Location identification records
::::

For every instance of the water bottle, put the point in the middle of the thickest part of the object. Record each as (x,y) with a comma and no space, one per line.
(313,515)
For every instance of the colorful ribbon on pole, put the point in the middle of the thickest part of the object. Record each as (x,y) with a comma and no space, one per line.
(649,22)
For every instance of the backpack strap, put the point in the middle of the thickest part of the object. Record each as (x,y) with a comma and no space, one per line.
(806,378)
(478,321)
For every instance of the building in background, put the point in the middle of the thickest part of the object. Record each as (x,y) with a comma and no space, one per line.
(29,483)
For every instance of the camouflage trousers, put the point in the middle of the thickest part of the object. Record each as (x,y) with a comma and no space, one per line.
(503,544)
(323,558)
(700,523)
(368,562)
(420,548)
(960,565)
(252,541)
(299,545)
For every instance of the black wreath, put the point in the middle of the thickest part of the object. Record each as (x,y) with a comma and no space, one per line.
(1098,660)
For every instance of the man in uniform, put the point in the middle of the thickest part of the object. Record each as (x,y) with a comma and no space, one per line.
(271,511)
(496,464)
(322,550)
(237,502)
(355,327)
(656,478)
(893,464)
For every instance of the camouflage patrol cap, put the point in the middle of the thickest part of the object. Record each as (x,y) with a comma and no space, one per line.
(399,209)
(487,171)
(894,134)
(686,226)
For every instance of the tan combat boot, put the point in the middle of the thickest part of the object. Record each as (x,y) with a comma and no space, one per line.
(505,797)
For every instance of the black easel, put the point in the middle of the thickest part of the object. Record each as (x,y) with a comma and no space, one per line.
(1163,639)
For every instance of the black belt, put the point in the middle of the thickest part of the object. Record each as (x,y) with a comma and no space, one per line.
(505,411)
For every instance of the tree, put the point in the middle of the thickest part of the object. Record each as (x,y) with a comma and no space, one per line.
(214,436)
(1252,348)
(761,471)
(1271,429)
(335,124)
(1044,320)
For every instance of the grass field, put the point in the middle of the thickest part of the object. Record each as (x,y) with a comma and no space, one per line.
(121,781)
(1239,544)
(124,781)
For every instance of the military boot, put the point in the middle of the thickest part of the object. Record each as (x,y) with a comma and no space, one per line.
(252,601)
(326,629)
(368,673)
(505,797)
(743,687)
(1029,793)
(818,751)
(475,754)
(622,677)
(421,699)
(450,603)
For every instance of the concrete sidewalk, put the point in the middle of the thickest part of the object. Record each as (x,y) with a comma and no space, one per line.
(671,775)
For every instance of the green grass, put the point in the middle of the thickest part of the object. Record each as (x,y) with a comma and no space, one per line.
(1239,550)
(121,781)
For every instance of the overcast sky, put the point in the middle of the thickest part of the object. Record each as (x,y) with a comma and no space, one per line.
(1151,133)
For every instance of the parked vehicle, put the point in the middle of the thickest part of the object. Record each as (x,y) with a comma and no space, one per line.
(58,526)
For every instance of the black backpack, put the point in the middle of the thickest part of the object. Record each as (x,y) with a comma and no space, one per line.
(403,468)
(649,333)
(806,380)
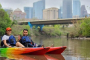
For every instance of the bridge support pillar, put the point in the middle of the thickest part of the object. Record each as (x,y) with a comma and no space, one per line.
(36,26)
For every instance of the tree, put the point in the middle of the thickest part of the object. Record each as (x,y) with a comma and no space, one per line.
(4,21)
(85,26)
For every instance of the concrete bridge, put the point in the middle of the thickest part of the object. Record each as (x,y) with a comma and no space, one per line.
(41,23)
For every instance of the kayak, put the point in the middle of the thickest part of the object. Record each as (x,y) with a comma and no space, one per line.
(30,51)
(56,50)
(33,51)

::::

■ PROBLEM TO SOLVE
Swap "thickest part" for "widest part" throughout all of the records above and write the lines out again with nothing else altered. Leave the pictures out of your answer.

■ FINISHED EXERCISE
For every instance of the water bottle, put the point in the middle of the widest part of the object. Record each as (x,y) with a comma and no space, one per line.
(313,515)
For every instance of the colorful ribbon on pole, put the point in the middle of the widest part of the object. Record each as (x,y) with a comma and no space, one per line.
(649,22)
For every instance of the backpack strap, put the point in the middle of the widest part of the object. Record each as (x,y) with a comma and no space, one per line.
(806,378)
(478,321)
For every instance of the building in background, put the point in the middle of the widest part of the object. Record each as (x,y) with a comma and no space, one per line.
(29,483)
For every instance of the camouflage trousers, put the point in the middle of the widest part of the object. Record each as (x,y) with a comma and no space, one per line.
(503,544)
(323,558)
(700,523)
(368,562)
(420,548)
(960,565)
(252,541)
(299,545)
For every instance of the black wreath, put the point in the middle of the widest part of the object. Record each as (x,y) with a comma and no space, one per line.
(1098,660)
For every instance of the man in uniform, put the point in the middle of the widest part of the object. Record each as (x,y) with a comma and no space, one per line.
(271,511)
(496,464)
(322,550)
(237,502)
(355,327)
(656,478)
(893,464)
For every instance of the camouflage patrol cap, put the point in the middle of the widest part of the object. Record each as (x,y) with a comma and no space, one per line.
(399,209)
(487,171)
(894,134)
(686,226)
For every instance of the tan combat boot, put the point in the middle of the widest part of the object. Record each as (x,y) with a comma and no space, one per line.
(505,797)
For every instance of the black easel, put the point in the middle of the widest part of the object. Record each as (x,y) with a comma and no space, one per line.
(1163,639)
For every instance of the black belt, put the point in the middle of the widest part of the object. Record each as (x,y) with a comma and no space, one per line.
(505,411)
For every instance of the tree, put the point in the middle of the widest part of the object. Record each as (x,y) with a comma and no space, one per line.
(214,436)
(1252,348)
(761,471)
(1271,429)
(335,124)
(1044,320)
For every instance of the grass field, put the point in the middle of the widest part of the object. Record each as (x,y) with a comma and no space, one per line.
(121,781)
(1239,544)
(124,781)
For every instance of the military boot, put the point in the middle of the widest part of the object. Record each as (x,y) with a comma and no space, one per line.
(252,601)
(326,629)
(368,673)
(505,797)
(743,687)
(1029,793)
(818,751)
(475,754)
(622,677)
(421,699)
(450,603)
For every instance of the concrete sidewalk, put the point in the middle of the widest part of the object. Record each as (x,y) with a comma and no space, one per line.
(671,775)
For every instance of the green grass, put the point in the middle of the widest part of the object. Record each as (x,y) with a comma and no space, one per line.
(1239,550)
(121,781)
For every instance of the overcast sky, put the point in the middle of the widest part of the object. Record each as (x,y) with a comma and no space, one per line.
(1151,133)
For every instance of the parked vehicle, put the point in the middle of the widest part of the object. Record each as (x,y) with a comma and no space, one per line.
(58,526)
For every instance of the black backpack, put the point in the middle of the widest part of the object. Record each as (x,y) with a comma and no space, one per line.
(403,468)
(649,333)
(806,380)
For every instance of the bridge support pillar, put the point in the middle of the widest part of the object. Record each as (x,y) with a comma and no space, one per line.
(36,26)
For every instance of the tree, put the point in the middle of the widest part of the object. Record each as (x,y) with a comma and no space, one per line.
(4,21)
(85,26)
For every instance of the concrete bridge, put the point in the middle of the widest part of the object. Record each as (x,y) with a comma and no space, one per line.
(41,23)
For every instance of the kayak, put the point in the middle of the widest part of the object. Record each as (x,y) with a comma and no space, one per line.
(30,51)
(56,50)
(33,51)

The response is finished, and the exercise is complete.